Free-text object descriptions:

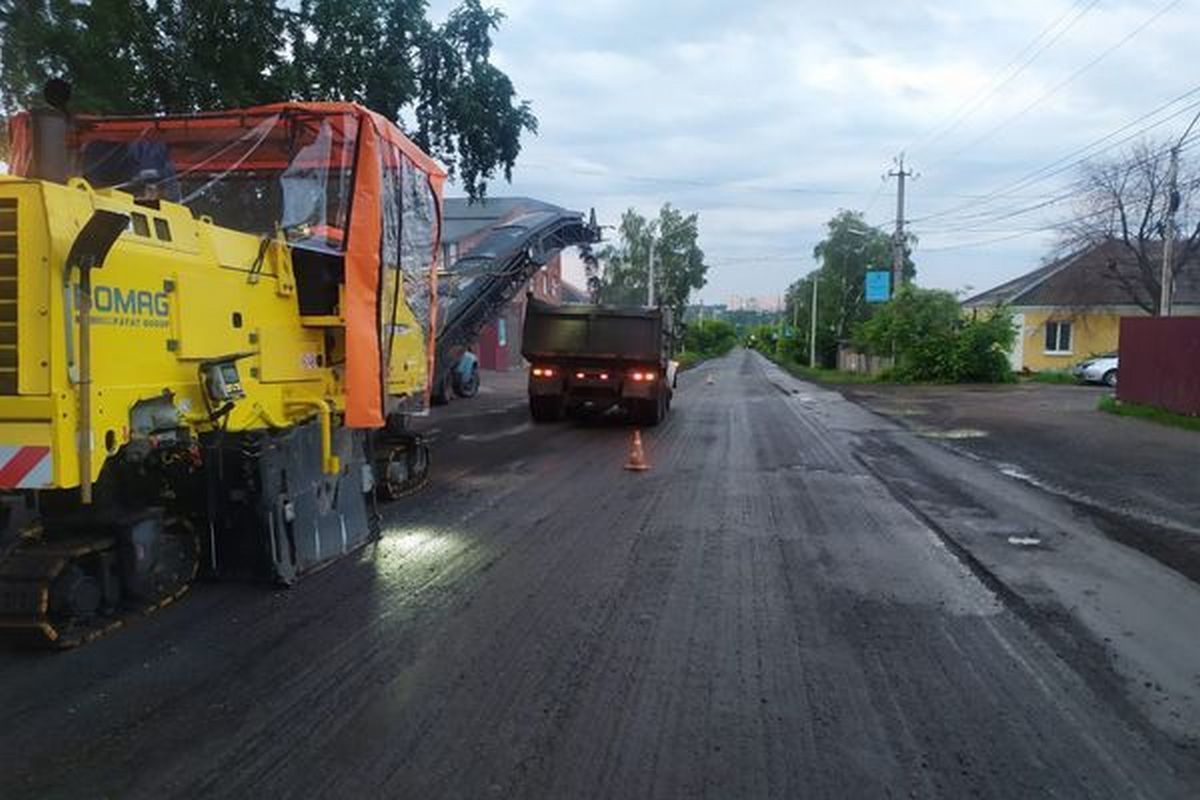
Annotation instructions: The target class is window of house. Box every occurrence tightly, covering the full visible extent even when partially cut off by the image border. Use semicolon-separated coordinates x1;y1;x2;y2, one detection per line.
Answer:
1044;320;1072;353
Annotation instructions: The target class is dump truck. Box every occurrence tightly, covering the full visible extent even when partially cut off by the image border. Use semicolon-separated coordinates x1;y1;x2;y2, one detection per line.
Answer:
522;298;676;425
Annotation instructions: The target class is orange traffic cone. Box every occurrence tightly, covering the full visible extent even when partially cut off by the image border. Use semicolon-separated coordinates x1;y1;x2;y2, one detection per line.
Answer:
624;429;650;471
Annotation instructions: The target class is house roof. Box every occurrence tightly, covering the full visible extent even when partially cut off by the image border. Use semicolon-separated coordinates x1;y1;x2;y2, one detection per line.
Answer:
442;196;565;244
963;239;1200;309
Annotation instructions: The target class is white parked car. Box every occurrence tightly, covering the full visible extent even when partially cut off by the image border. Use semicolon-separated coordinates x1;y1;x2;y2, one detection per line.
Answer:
1072;353;1118;387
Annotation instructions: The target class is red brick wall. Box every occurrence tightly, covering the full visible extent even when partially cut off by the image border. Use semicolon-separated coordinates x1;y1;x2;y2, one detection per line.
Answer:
478;253;561;370
1117;317;1200;415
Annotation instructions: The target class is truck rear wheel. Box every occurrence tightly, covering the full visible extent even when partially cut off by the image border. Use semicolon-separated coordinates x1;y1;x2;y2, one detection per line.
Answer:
636;394;664;427
530;396;564;423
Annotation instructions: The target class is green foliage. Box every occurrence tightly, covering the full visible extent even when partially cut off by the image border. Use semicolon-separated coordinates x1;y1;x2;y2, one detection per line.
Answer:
1027;370;1078;384
720;308;780;335
598;204;709;326
1098;395;1200;431
785;210;905;367
676;319;737;368
683;318;737;357
774;333;803;364
855;287;1015;383
743;324;779;353
0;0;535;197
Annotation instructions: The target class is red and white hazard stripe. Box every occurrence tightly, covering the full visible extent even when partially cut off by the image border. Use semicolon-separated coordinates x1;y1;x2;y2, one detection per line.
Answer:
0;446;52;489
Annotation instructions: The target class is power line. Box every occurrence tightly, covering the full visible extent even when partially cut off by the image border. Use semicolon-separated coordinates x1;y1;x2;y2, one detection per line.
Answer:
918;229;1053;252
516;161;1058;201
928;128;1200;232
915;133;1200;250
912;88;1200;226
940;0;1183;162
908;0;1099;158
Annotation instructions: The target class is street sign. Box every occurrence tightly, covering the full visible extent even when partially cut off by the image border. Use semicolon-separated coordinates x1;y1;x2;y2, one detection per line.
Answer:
865;270;891;303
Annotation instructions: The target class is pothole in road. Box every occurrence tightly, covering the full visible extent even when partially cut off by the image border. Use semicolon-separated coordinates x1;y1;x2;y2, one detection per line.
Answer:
919;428;988;439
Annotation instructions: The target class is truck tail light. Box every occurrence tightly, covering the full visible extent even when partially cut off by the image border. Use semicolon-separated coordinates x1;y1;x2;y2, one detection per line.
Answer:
575;372;586;379
600;373;609;381
532;367;555;378
630;371;656;382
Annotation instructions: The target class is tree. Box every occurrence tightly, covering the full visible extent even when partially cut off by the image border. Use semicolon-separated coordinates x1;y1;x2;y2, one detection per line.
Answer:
598;204;709;325
783;211;902;366
0;0;536;197
682;318;736;358
1058;140;1200;314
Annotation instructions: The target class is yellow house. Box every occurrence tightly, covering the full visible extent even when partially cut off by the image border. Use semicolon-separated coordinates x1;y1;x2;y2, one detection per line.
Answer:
963;241;1200;373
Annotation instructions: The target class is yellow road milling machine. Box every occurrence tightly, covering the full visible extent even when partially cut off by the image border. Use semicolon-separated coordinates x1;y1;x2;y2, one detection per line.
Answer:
0;97;450;647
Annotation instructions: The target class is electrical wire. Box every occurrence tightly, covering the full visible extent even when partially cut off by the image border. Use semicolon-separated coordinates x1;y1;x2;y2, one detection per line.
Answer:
915;136;1200;250
918;229;1054;252
912;92;1200;226
515;161;1056;201
939;0;1183;163
907;0;1100;158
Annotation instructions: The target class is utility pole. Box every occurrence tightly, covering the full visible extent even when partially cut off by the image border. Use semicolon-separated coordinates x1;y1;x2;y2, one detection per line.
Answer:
809;278;818;367
647;236;656;307
1161;146;1178;316
888;153;914;297
1160;108;1200;316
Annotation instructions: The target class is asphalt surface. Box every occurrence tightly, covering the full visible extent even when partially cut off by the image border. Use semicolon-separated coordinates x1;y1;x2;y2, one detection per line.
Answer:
838;381;1200;536
1;349;1197;799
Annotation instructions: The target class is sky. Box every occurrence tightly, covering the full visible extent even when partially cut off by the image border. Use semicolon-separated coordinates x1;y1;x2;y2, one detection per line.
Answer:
441;0;1197;306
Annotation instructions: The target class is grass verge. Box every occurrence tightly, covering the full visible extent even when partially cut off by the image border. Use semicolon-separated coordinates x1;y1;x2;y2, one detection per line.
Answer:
772;358;883;384
1026;370;1077;385
1098;395;1200;432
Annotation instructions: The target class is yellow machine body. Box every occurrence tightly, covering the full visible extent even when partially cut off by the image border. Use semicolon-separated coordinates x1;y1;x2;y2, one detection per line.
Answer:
0;175;430;490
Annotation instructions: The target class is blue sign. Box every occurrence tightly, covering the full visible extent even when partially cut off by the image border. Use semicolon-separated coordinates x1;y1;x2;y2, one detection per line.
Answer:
865;270;891;303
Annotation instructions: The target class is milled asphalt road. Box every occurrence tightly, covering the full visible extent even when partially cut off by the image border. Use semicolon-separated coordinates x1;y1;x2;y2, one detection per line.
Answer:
1;348;1197;798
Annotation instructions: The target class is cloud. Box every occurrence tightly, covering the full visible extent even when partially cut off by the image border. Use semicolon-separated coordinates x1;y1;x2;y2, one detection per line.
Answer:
432;0;1200;301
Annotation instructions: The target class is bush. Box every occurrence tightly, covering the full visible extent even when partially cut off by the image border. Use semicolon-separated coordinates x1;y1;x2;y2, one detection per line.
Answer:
854;286;1014;383
684;319;737;355
952;310;1015;382
775;334;804;364
678;319;738;366
742;324;779;353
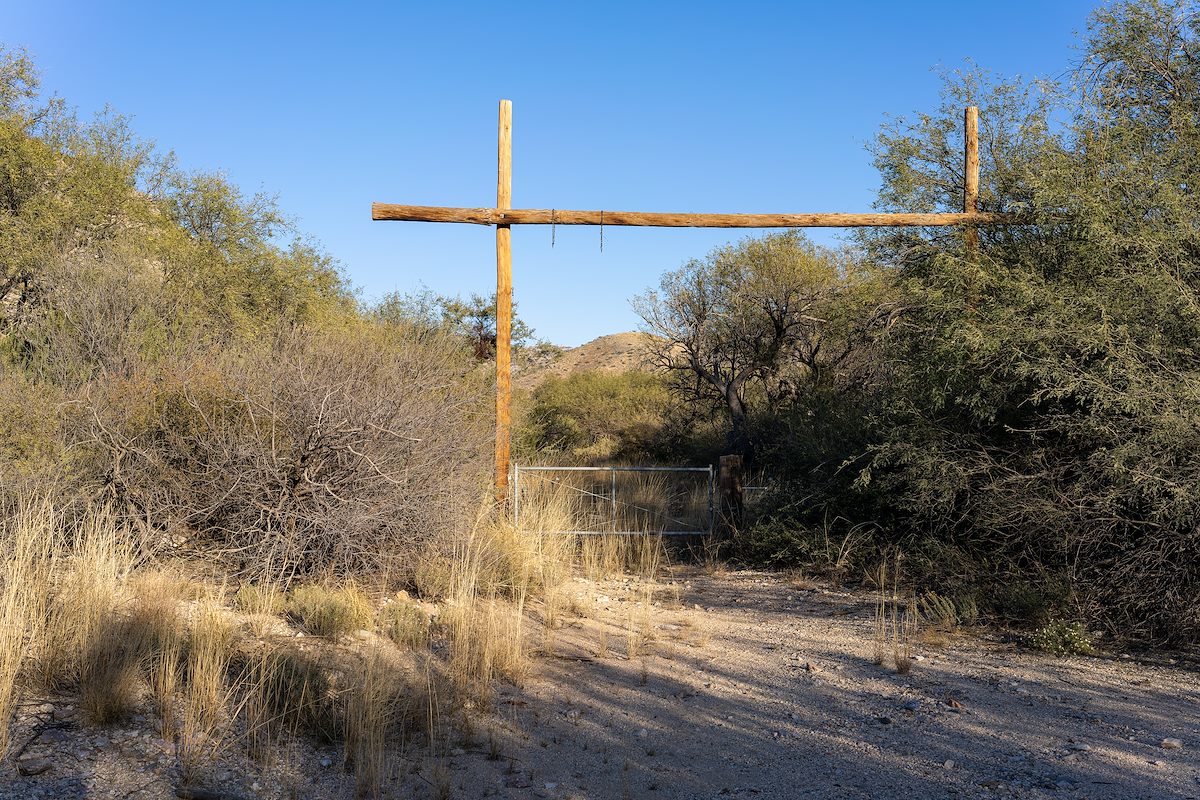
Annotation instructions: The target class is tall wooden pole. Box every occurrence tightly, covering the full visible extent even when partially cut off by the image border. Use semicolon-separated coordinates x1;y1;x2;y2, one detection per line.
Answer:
964;105;980;255
495;100;513;494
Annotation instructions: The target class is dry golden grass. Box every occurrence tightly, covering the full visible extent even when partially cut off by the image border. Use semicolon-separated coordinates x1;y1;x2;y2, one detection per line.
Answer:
869;553;917;674
344;644;408;799
37;508;134;691
80;613;146;725
0;484;677;794
287;583;373;638
0;497;55;755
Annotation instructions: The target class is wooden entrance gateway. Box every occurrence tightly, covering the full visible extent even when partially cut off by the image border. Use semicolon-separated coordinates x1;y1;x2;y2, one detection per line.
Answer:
372;101;1016;494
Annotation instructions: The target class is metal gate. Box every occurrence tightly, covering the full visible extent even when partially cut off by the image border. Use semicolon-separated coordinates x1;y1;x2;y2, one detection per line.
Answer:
513;465;714;536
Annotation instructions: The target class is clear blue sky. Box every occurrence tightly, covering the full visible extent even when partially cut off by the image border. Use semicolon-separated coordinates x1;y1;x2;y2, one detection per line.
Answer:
5;1;1094;346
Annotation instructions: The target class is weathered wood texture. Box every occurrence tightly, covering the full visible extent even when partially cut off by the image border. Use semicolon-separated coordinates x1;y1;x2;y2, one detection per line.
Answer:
718;455;745;538
372;204;1019;228
495;100;513;493
964;105;980;252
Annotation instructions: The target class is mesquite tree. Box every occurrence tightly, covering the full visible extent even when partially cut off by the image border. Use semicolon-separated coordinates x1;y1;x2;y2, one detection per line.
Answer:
634;231;893;458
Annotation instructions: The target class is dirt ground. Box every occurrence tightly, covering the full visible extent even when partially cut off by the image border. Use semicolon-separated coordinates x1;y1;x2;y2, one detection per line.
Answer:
4;568;1198;800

# [What the task requires]
How many lines of the records contain the string "sign"? Respond with the number alone.

# [Your response]
2